Revise the data below so that every occurrence of "thickest part" reads "widest part", keeping all other text unchanged.

○ ○ ○

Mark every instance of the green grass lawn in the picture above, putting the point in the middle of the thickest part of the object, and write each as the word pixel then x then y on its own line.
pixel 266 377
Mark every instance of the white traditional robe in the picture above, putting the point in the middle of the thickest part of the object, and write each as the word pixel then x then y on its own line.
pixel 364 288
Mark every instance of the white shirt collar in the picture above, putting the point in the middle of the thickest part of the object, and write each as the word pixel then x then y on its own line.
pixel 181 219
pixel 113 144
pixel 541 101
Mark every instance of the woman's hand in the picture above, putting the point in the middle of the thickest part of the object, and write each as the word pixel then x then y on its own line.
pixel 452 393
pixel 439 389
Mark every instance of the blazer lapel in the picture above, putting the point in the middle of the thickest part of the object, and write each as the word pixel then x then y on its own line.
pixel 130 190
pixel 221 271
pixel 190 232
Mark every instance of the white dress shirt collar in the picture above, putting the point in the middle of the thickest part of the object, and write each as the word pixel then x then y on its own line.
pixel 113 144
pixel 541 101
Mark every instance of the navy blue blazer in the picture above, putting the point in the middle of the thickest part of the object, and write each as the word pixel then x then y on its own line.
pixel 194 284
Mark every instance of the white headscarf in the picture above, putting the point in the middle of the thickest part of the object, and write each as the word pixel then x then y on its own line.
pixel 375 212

○ ○ ○

▶ Right answer
Mark every instance of the green grass lawn in the picture above, putting the point in the middle of the widest part of the object, and write each as the word pixel then x then y on its own line.
pixel 266 377
Mark every instance of the white traditional robe in the picture above, putting the point in the middle of the widest part of the object, and write each as the word pixel then x then y on its own line.
pixel 364 288
Mark every instance of the white shirt collar in the picture above, putting the point in the middle of the widest part of the object, and write each as the word pixel then x then y on its own line.
pixel 181 219
pixel 113 144
pixel 541 101
Mark every instance of the woman's hand in the picture above, putting the point in the middle of the widest part of the object, and write each as the word pixel then x then y on its own line.
pixel 452 393
pixel 439 389
Mark every instance of the blazer lapel in the picture above, putting the point in the middle of the widest part of the object, and write each as the word pixel then x then y on its own line.
pixel 130 190
pixel 221 271
pixel 190 232
Mark every instance of the white dress shirt collar in the picture above, putting the point in the middle of the widest part of the object, and write each as the word pixel then x then y on its own line.
pixel 113 144
pixel 541 101
Mark every instance of the navy blue blazer in the picture above, putting the point in the middle of the widest part of the object, and write each as the word pixel then x then y on its own line.
pixel 194 284
Mark every instance of the white headscarf in the picture above, putting the point in the middle of the widest part of the object, and write each as the word pixel then x then y on its own line.
pixel 375 212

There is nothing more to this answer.